* [引用文]:
%%
90%以上のマッチ率。なぜ町野修斗は新天地でいち早く対応できたのか? 確固たるデータに裏打ちされたキール移籍

2023年09月16日 元川悦子

PKで移籍後初ゴール

今夏にドイツ2部のキールに移籍した町野。開幕から5戦2ゴールと上々のスタートを切っている。写真:元川悦子

 9月の日本代表シリーズが12日に終了し、15~17日の週末から各国リーグ戦が再開する。

 7月28日に開幕したドイツ2部は第6節を迎えている。1部から降格してきた名門シャルケやヘルタ・ベルリンが苦戦するなか、かつて酒井高徳(神戸)がキャプテンマークを巻いたハンブルク(HSV)が勝点13でトップに立っている。

 HSVを追走するのが、勝点12のホルシュタイン・キールだ。これまで一度も1部昇格経験のないドイツ北部の中堅クラブの快進撃は、大きなサプライズ。そのチームを力強くけん引しているのが、今年7月に湘南ベルマーレから赴いた日本人FW町野修斗だ。

 町野は今季の開幕戦となった7月30日のブラウンシュヴァイク戦で先発デビューを飾ると、続く8月5日のフュルト戦で自ら得たPKを決めて、移籍後初ゴールを挙げる。
%%
* [演習課題]:
a) 町野修斗に関する記事から、「2023年09月16日 元川悦子」という語句を含む箇所に始まり「て、移籍後初ゴールを挙げる。」で終わる部分を、一字一句そのまま書き写しなさい。
b) 町野修斗に関する記事によると、町野修斗は今年7月にどのクラブからキールへ移籍したか。
c) 町野修斗に関する記事の最後の文に続けて、その先を書き継ぎなさい。

* [データ項目]:
%%
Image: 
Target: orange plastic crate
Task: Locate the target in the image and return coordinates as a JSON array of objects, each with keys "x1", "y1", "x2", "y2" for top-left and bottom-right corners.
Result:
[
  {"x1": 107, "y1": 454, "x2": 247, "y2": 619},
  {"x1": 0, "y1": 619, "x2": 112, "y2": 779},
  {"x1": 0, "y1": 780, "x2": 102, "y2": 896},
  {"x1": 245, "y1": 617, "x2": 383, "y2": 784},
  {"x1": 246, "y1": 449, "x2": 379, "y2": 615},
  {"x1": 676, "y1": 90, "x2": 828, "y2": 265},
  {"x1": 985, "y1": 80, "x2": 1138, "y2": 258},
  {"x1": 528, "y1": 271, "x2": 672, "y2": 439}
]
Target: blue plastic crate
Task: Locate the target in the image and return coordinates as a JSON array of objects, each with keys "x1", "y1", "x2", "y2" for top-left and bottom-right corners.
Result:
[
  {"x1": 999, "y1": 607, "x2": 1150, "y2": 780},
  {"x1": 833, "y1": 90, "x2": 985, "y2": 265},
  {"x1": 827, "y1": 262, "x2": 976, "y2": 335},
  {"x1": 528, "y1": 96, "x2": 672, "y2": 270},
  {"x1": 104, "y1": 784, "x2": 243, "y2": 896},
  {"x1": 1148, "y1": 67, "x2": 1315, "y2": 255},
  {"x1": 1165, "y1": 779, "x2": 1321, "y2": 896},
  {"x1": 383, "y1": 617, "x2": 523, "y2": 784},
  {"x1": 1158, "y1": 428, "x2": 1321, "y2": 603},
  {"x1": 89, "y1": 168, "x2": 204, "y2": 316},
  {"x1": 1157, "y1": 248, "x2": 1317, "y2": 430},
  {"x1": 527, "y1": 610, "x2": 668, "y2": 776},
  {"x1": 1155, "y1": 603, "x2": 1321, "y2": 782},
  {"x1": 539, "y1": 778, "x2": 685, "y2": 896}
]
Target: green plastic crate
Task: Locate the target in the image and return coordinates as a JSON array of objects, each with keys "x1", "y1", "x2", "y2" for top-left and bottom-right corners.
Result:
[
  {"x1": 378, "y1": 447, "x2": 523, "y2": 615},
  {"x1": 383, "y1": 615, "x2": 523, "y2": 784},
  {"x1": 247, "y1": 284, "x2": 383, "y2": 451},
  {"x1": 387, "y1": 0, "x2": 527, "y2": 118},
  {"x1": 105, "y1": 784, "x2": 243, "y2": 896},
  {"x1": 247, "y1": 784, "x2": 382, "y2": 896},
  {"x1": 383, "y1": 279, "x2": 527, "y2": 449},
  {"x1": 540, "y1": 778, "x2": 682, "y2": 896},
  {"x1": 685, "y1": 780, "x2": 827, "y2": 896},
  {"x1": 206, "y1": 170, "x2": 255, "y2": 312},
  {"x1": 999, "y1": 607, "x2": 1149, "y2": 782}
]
%%
* [課題別解答]:
a)
2023年09月16日 元川悦子

PKで移籍後初ゴール

今夏にドイツ2部のキールに移籍した町野。開幕から5戦2ゴールと上々のスタートを切っている。写真:元川悦子

 9月の日本代表シリーズが12日に終了し、15~17日の週末から各国リーグ戦が再開する。

 7月28日に開幕したドイツ2部は第6節を迎えている。1部から降格してきた名門シャルケやヘルタ・ベルリンが苦戦するなか、かつて酒井高徳(神戸)がキャプテンマークを巻いたハンブルク(HSV)が勝点13でトップに立っている。

 HSVを追走するのが、勝点12のホルシュタイン・キールだ。これまで一度も1部昇格経験のないドイツ北部の中堅クラブの快進撃は、大きなサプライズ。そのチームを力強くけん引しているのが、今年7月に湘南ベルマーレから赴いた日本人FW町野修斗だ。

 町野は今季の開幕戦となった7月30日のブラウンシュヴァイク戦で先発デビューを飾ると、続く8月5日のフュルト戦で自ら得たPKを決めて、移籍後初ゴールを挙げる。

b) 湘南ベルマーレ

c)
 その後もスタメンで出続け、8月25日のシャルケ戦ではフェルティンスアレアに超満員の観客が集結するなか、町野は左ウイングバックのローテのクロスに鋭く飛び込み、今季2点目をゲット。ここまで5戦2発という好スタートを切っているのだ。
【動画】町野、鮮やかなフィニッシュで今季2点目!
 キールからは熱烈なオファーがあった。町野が明かす。

「キールに来てみて、本当に正解だったなと今、しみじみ感じています。今回の欧州移籍にあたっては、いくつかの候補がありましたけど、とにかくキールは熱心だった。今、欧州では選手獲得の際、選手個々の特徴や情報を入れて、どれだけ自チームのスタイルに合うかどうかを測るデータシステムがあるらしいんですけど、キールにとっての僕は90パーセント以上のマッチ率だったと聞きましたね(笑)。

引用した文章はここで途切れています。